Note the line where "Please place a point on the dog's black" appears in the data below; write it out exactly, along with every line that comes after it to the end.

┌──

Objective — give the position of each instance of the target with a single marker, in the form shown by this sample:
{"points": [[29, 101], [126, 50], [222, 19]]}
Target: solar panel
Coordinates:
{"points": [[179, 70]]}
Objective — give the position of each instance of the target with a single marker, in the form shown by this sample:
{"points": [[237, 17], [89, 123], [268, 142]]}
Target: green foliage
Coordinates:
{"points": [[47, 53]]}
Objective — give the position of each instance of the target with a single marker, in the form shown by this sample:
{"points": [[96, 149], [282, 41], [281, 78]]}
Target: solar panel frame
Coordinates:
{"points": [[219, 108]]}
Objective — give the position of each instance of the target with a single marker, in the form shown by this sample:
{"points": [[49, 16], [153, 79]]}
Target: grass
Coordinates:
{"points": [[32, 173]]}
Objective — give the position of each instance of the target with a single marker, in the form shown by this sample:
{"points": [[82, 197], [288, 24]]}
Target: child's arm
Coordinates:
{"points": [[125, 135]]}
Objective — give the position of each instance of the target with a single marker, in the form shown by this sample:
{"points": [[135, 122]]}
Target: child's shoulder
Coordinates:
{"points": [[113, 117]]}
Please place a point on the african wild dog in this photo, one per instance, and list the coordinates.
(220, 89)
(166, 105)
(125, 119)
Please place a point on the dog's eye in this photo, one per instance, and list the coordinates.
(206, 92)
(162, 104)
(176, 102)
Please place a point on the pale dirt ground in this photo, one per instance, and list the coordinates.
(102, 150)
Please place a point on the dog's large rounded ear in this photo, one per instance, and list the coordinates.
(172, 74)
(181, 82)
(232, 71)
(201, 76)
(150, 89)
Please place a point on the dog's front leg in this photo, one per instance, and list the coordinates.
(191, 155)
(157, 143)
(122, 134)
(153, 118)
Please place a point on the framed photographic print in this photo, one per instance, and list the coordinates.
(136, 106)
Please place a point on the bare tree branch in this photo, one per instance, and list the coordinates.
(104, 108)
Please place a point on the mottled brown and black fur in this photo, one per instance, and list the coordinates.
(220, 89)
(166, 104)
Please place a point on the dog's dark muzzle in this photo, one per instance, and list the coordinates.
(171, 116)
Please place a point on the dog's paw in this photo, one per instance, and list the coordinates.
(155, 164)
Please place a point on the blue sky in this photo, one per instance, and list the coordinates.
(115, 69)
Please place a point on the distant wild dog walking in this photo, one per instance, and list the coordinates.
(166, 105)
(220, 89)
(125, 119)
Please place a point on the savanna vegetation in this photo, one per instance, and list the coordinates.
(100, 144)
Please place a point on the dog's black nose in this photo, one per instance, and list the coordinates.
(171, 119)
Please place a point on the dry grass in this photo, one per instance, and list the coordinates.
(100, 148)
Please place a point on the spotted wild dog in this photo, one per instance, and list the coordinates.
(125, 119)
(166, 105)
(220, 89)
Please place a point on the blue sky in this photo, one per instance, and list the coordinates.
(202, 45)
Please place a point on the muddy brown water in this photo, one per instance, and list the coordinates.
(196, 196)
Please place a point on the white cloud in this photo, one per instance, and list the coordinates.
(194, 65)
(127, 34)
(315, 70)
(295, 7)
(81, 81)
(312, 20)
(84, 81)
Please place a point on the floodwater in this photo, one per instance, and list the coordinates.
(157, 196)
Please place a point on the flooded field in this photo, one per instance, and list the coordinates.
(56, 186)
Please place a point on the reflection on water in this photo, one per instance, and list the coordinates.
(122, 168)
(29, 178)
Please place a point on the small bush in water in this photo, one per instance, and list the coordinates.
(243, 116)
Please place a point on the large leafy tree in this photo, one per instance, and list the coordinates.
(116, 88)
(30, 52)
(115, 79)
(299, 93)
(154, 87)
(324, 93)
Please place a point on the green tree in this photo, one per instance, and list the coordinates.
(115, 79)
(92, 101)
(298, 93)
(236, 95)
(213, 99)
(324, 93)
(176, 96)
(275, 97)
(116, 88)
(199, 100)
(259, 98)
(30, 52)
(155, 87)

└──

- [Result of this exercise]:
Please place a point on the dog's black nose in this photo, one per instance, and list the coordinates.
(171, 119)
Please place a point on the dry grass in this photo, one per instance, and list the coordinates.
(100, 148)
Please place a point on the spotted wild dog in this photo, one per instance, and list the coordinates.
(125, 119)
(166, 105)
(220, 89)
Please place a point on the blue sky in this photo, one per instance, and list the coordinates.
(202, 45)
Please place a point on the muddy brown water in this photo, one per instance, and list the coordinates.
(196, 196)
Please place a point on the white cloud in this photo, one per instance, and list the coordinates.
(194, 65)
(127, 34)
(315, 70)
(295, 7)
(81, 81)
(312, 20)
(84, 81)
Please place a point on the floodwater in this photo, one per instance, and list the coordinates.
(157, 196)
Please place a point on the flooded field in this photo, one per instance, and list the coordinates.
(56, 186)
Please place a point on the reflection on water in this photo, one per instance, and list the coordinates.
(122, 168)
(29, 178)
Please place a point on the small bush in water in this photo, one per instance, and list the coordinates.
(243, 116)
Please place a point on the large leafy tree in this photo, one per instance, and list the coordinates.
(116, 88)
(30, 52)
(115, 79)
(299, 93)
(154, 87)
(324, 93)
Please place a point on the green tree in this photo, one per instance, and list the coordinates.
(115, 79)
(92, 101)
(298, 93)
(236, 95)
(213, 99)
(324, 93)
(176, 96)
(275, 97)
(116, 88)
(199, 100)
(259, 98)
(30, 52)
(155, 87)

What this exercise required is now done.